Stored data entries:
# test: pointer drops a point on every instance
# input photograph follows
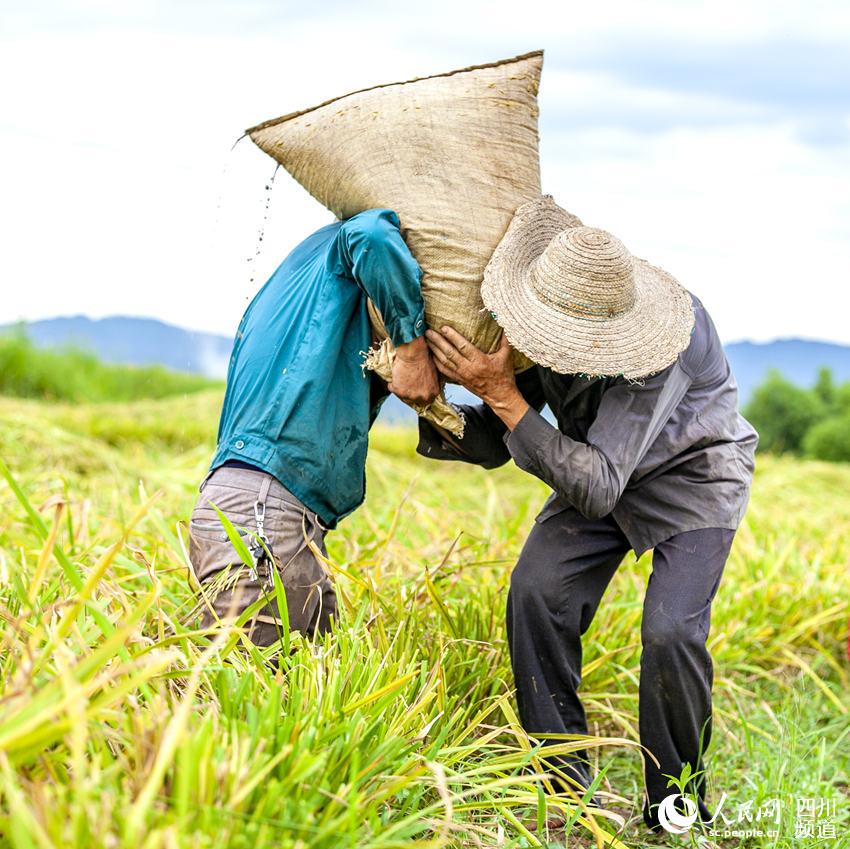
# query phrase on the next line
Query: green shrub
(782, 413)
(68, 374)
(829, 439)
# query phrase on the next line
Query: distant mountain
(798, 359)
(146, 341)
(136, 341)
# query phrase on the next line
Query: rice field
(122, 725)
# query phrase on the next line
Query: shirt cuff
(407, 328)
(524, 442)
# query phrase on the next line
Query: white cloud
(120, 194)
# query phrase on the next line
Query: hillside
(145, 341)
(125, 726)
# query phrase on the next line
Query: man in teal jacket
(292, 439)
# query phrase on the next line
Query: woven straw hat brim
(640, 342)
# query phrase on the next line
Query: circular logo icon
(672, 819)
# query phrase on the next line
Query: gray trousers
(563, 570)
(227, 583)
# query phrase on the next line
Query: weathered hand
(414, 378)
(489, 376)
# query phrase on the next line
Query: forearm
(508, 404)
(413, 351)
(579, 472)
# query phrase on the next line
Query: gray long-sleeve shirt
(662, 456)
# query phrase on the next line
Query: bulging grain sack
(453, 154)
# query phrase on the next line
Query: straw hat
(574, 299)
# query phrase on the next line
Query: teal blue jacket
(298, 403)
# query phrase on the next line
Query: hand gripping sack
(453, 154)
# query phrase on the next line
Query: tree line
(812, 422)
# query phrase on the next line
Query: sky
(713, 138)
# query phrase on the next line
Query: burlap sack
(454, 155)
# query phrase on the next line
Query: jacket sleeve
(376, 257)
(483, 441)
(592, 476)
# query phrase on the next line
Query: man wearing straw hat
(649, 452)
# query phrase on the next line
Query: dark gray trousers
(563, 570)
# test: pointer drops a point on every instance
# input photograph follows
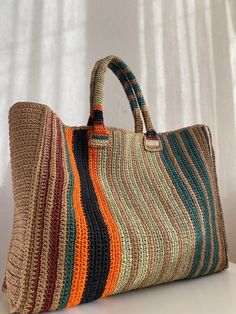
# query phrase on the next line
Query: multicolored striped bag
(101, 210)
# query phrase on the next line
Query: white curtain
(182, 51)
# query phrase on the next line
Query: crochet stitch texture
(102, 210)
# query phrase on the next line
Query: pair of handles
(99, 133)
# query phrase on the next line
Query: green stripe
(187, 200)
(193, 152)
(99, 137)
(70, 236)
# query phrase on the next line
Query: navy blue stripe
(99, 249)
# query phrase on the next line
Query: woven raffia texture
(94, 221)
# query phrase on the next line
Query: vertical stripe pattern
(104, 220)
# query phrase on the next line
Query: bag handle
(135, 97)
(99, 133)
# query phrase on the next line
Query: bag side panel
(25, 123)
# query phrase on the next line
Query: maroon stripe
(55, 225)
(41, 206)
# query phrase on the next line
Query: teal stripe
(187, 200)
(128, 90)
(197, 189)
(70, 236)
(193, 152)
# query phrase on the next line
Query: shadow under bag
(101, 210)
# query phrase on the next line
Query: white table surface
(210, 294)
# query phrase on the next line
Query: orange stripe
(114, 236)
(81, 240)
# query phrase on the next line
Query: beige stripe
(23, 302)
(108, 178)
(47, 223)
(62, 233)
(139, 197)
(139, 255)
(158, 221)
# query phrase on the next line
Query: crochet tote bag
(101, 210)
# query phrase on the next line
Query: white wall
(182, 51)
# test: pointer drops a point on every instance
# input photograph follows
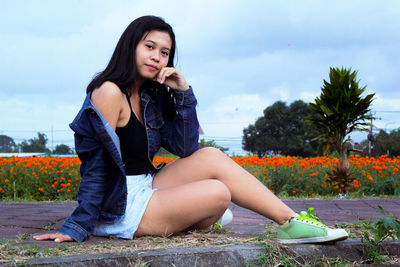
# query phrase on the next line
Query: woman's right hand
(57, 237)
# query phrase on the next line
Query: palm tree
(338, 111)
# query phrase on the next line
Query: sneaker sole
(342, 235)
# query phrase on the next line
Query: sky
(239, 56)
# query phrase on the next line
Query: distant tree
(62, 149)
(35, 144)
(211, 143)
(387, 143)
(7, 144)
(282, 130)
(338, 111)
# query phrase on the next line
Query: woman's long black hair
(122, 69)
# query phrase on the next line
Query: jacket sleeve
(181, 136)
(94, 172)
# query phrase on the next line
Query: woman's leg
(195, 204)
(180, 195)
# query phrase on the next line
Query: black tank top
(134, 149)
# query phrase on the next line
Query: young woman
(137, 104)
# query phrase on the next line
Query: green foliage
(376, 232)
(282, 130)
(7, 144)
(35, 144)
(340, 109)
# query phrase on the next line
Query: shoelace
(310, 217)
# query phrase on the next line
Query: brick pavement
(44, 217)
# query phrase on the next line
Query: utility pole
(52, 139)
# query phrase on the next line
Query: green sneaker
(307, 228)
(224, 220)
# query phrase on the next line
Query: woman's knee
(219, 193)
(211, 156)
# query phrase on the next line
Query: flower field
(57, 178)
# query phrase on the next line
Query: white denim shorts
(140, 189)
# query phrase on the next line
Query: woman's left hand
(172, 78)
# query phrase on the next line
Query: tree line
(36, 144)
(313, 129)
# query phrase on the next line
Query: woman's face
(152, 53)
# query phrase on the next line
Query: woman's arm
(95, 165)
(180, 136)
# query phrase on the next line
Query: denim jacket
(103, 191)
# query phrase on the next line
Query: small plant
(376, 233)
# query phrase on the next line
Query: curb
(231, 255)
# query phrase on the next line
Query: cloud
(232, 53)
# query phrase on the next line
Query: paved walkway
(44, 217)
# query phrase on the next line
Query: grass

Work order: Copy out the data exactly and keep the pictures out.

The completed task:
# test: pointer drops a point on every instance
# input photograph follows
# query phrase on the next line
Query: green shrub
(782, 413)
(68, 374)
(829, 439)
# query phrase on the next line
Query: distant mountain
(798, 359)
(146, 341)
(136, 341)
# query phrase on the next line
Query: rice field
(122, 725)
# query phrase on the next line
Query: shirt cuff
(407, 328)
(524, 442)
# query phrase on the next line
Query: white cloud
(120, 194)
# query phrase on the next line
Query: hillside
(145, 341)
(125, 726)
# query phrase on the next line
Query: man in teal jacket
(292, 439)
# query phrase on the next line
Query: woven straw hat brim
(640, 342)
# query phrase on the next line
Query: circular logo icon
(672, 819)
# query phrase on the next line
Query: gray trousers
(563, 570)
(227, 583)
# query phrase on the next line
Query: weathered hand
(414, 378)
(489, 376)
# query phrase on the next line
Query: forearm
(508, 404)
(413, 351)
(579, 472)
# query phrase on the next line
Query: gray long-sleeve shirt
(662, 456)
# query phrase on the next line
Query: bulging grain sack
(453, 154)
# query phrase on the next line
Query: straw hat
(574, 299)
# query phrase on the next line
Query: teal blue jacket
(298, 403)
# query phrase on the next line
Query: hand gripping sack
(453, 154)
# query phrase on the next line
Query: tree line
(812, 422)
# query phrase on the next line
Query: sky
(713, 138)
# query phrase on the next line
Query: burlap sack
(454, 155)
# query phrase on the next line
Query: jacket sleeve
(376, 257)
(483, 441)
(592, 476)
# query phrase on the next line
Query: man wearing straw hat
(649, 452)
# query phrase on the next line
Query: dark gray trousers
(563, 570)
# test: pointer drops a point on every instance
# input photograph follows
# query phrase on the next line
Query: multicolored striped bag
(101, 210)
# query phrase on the next line
Query: white curtain
(182, 51)
# query phrase on the next line
Query: crochet stitch texture
(102, 210)
# query phrase on the next line
Query: pair of handles
(99, 133)
# query phrase on the next line
Query: green stripe
(187, 200)
(193, 152)
(99, 137)
(70, 236)
# query phrase on the next line
Query: navy blue stripe
(99, 249)
# query phrase on the next line
Query: woven raffia texture
(94, 221)
# query phrase on the next line
Query: vertical stripe pattern
(104, 220)
# query phrase on the next line
Query: bag handle
(135, 97)
(99, 133)
# query phrase on the next line
Query: bag side panel
(25, 123)
# query phrase on the next line
Query: maroon stripe
(55, 225)
(41, 206)
# query phrase on the next line
Query: teal stripe
(187, 200)
(128, 90)
(197, 189)
(70, 236)
(193, 152)
# query phrase on the next line
Query: shadow under bag
(101, 210)
# query phrase on the next line
Query: white table surface
(210, 294)
# query phrase on the next line
Query: orange stripe
(114, 236)
(81, 240)
# query phrase on the next line
Query: beige stripe
(23, 302)
(108, 178)
(47, 223)
(62, 233)
(139, 197)
(139, 255)
(158, 221)
# query phrase on the next line
Query: crochet tote bag
(101, 210)
# query phrase on the next line
Query: white wall
(182, 51)
# test: pointer drops a point on every instance
# input photograph follows
# query phrase on the next line
Query: woman's right hand
(57, 237)
# query phrase on the next line
Query: palm tree
(338, 111)
# query phrase on the next line
Query: sneaker sole
(342, 235)
# query phrase on the next line
Query: sky
(239, 56)
# query phrase on the next line
Query: distant tree
(62, 149)
(35, 144)
(211, 143)
(387, 143)
(7, 144)
(282, 130)
(338, 111)
# query phrase on the next line
Query: woman's long black hair
(122, 69)
# query phrase on the next line
Query: jacket sleeve
(181, 136)
(94, 172)
# query phrase on the next line
Query: woman's leg
(195, 204)
(180, 195)
# query phrase on the next line
Query: black tank top
(134, 149)
# query phrase on the next line
Query: young woman
(137, 104)
# query phrase on the next line
Query: green foliage
(376, 232)
(282, 130)
(7, 144)
(35, 144)
(340, 109)
# query phrase on the next line
Query: shoelace
(310, 217)
# query phrase on the next line
Query: brick pavement
(44, 217)
# query phrase on the next line
Query: utility pole
(52, 139)
# query phrase on the next line
Query: green sneaker
(307, 228)
(224, 220)
# query phrase on the next line
Query: woman's knee
(219, 193)
(211, 156)
# query phrase on the next line
Query: flower field
(57, 178)
# query phrase on the next line
Query: white denim shorts
(140, 189)
# query phrase on the next line
Query: woman's left hand
(172, 78)
# query phrase on the next line
Query: tree line
(36, 144)
(313, 129)
# query phrase on the next line
Query: woman's face
(152, 53)
# query phrase on the next line
Query: woman's arm
(95, 165)
(180, 136)
# query phrase on the next line
Query: denim jacket
(103, 191)
# query phrase on the next line
Query: small plant
(376, 233)
# query phrase on the next line
Query: curb
(231, 255)
# query phrase on the next line
Query: cloud
(232, 53)
# query phrase on the next line
Query: paved walkway
(44, 217)
# query phrase on the next line
Query: grass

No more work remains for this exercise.